DATASET:
———

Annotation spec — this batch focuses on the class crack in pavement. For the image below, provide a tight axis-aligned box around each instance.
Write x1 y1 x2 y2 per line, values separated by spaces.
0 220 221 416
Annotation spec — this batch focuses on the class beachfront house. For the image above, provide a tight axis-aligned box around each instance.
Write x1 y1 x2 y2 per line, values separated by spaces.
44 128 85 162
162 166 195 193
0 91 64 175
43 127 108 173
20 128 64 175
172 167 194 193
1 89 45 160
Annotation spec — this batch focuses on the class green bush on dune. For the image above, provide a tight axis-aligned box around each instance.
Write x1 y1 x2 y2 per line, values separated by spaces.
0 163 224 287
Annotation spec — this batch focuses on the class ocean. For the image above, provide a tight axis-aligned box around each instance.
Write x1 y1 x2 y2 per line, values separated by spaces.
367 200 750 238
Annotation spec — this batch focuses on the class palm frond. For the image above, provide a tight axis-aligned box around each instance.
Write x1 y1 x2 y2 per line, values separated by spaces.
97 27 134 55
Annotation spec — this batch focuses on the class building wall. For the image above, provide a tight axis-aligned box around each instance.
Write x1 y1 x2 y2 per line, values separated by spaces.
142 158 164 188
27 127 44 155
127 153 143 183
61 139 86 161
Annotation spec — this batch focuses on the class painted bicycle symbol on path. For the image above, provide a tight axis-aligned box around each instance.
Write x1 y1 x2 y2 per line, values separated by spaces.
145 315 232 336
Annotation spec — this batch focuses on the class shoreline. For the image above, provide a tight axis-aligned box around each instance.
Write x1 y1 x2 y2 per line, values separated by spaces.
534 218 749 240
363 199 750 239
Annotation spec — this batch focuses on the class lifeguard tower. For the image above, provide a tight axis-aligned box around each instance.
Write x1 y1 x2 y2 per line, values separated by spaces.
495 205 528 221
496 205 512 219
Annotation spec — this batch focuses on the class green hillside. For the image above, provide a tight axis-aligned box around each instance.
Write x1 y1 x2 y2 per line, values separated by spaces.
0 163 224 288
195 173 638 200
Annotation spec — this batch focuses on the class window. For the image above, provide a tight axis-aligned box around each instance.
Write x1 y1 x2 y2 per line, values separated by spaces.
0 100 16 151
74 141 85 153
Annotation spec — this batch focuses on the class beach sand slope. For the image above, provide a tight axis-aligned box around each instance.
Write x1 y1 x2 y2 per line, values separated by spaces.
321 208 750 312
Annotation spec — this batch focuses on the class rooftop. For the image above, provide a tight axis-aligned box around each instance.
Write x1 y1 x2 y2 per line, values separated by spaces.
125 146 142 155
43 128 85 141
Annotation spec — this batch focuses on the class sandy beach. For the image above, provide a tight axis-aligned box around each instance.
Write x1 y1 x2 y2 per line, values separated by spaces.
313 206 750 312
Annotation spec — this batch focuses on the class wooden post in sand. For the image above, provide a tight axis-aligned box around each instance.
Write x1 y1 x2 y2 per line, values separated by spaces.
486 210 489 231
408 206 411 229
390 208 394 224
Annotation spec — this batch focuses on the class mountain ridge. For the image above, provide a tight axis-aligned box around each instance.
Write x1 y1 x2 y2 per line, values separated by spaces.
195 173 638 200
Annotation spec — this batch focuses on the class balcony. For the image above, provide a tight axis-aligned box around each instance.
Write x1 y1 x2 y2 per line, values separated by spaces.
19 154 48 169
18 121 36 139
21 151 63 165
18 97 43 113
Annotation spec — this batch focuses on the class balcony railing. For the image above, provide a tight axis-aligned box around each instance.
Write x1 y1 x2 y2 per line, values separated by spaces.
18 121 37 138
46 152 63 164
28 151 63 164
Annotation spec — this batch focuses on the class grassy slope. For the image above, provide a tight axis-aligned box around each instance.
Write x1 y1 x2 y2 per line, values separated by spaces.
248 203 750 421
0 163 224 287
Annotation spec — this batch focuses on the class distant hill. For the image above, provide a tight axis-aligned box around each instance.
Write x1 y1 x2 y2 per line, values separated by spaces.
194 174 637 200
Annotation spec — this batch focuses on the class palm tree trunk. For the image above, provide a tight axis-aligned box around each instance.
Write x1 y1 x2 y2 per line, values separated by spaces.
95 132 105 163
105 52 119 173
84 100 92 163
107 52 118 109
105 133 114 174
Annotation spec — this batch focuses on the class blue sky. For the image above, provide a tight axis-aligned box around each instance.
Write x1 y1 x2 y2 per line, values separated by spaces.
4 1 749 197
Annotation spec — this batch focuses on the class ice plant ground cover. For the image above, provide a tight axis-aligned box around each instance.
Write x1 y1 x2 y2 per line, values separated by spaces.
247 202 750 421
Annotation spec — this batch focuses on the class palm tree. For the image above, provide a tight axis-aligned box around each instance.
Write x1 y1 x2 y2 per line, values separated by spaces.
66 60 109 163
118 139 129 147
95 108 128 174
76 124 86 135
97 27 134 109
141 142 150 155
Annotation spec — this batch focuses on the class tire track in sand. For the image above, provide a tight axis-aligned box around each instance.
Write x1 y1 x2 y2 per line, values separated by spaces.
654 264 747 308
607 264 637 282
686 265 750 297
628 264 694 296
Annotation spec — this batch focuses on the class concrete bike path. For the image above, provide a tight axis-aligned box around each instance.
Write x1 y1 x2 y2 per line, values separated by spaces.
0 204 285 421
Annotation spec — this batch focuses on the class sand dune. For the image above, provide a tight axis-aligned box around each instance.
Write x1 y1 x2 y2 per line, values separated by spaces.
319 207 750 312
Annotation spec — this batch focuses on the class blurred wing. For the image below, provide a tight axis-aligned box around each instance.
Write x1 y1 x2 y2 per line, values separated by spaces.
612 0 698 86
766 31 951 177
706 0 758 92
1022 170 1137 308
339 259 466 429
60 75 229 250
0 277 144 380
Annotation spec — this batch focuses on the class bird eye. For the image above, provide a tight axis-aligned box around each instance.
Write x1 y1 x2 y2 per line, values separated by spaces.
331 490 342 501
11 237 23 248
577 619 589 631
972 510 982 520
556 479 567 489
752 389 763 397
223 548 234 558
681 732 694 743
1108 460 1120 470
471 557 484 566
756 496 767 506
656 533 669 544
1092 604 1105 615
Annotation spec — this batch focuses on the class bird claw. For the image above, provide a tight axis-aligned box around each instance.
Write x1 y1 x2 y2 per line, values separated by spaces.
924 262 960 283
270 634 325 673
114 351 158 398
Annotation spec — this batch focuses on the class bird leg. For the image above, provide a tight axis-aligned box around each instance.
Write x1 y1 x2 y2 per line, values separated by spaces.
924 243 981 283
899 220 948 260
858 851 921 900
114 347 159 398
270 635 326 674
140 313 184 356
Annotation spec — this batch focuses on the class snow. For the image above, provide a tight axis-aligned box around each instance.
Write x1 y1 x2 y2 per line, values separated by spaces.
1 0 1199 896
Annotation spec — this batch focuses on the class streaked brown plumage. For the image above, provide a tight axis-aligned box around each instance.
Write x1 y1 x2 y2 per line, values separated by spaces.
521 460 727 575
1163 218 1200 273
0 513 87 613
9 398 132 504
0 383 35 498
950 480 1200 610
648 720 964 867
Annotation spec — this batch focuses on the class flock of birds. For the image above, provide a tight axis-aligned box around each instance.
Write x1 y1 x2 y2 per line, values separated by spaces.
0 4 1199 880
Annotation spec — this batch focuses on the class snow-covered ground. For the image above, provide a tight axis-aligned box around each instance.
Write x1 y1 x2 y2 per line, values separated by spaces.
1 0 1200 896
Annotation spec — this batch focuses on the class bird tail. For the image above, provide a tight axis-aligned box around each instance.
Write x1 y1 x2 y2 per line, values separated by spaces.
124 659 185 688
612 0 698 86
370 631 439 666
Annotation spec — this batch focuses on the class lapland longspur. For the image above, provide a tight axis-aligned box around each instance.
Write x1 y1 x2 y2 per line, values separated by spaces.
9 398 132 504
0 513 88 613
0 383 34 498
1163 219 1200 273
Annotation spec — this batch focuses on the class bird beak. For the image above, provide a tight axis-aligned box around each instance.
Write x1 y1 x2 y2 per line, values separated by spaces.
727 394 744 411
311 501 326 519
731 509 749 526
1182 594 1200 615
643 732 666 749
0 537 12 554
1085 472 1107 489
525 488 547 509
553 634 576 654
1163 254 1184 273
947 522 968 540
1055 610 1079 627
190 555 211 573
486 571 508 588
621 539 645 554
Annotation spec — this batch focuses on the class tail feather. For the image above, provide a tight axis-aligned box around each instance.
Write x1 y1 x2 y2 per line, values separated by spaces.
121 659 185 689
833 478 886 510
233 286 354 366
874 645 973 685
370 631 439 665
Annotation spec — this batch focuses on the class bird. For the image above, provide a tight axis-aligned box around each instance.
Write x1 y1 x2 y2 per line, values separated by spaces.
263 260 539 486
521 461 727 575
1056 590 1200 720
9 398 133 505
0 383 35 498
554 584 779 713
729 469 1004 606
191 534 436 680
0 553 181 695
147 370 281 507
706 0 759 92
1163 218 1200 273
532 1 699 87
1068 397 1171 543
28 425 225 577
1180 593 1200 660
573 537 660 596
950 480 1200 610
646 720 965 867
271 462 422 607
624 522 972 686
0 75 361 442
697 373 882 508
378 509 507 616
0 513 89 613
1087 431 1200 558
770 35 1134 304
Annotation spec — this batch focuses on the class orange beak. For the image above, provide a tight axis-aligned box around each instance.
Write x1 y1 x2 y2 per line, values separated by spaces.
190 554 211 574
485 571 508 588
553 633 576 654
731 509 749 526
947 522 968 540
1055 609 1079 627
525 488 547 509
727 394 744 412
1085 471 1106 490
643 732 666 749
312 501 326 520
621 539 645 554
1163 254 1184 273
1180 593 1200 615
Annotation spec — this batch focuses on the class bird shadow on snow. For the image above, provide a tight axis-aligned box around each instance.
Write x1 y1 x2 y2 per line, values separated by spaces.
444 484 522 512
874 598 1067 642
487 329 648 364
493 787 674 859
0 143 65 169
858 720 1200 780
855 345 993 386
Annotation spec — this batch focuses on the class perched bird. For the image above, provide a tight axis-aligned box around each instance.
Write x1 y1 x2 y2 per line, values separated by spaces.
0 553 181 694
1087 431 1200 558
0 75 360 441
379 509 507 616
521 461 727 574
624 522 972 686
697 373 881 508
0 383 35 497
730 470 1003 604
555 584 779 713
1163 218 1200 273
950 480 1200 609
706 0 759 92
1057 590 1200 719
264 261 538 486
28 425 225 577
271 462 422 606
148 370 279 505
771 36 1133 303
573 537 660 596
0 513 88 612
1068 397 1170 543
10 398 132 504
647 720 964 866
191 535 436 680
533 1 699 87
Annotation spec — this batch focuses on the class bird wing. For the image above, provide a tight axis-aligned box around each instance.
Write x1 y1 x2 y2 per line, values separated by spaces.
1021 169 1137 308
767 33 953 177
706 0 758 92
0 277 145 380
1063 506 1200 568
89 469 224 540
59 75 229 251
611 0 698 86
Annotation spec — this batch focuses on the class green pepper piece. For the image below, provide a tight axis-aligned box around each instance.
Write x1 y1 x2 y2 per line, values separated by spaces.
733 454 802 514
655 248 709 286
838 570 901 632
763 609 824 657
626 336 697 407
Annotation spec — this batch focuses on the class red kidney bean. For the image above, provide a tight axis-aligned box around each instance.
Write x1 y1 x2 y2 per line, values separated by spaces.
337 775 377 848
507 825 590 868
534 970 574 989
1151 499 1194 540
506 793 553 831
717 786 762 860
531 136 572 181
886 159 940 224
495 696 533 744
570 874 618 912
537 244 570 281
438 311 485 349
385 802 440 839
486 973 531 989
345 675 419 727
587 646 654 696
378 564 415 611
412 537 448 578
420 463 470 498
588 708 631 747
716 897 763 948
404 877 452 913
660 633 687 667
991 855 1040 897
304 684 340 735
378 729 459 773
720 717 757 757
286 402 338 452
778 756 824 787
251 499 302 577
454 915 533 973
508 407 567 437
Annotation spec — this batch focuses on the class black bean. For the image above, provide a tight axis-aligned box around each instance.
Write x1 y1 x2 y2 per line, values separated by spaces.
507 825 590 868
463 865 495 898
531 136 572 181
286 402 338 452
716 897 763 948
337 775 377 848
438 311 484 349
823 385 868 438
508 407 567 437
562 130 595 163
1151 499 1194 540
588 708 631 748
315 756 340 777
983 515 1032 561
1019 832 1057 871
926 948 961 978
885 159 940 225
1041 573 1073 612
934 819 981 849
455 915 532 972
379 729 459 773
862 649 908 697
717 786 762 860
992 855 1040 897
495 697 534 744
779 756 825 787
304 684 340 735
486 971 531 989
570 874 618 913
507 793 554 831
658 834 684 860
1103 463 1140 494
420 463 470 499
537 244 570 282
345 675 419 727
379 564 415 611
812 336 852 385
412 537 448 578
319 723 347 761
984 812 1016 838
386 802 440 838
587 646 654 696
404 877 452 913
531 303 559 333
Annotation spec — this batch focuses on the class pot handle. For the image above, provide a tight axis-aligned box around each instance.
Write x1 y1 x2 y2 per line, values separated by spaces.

———

ACTION ITEM: Copy each line above where "tail" appears.

EXPECTED ANSWER:
Annotation spec — this batch focuses on the class bird tail. For the image above, provide a tight axis-aligned box around each instance.
Annotation spec — this batch focuses on the class tail feather. For the image above, provide a tight axis-aligned box around each instance.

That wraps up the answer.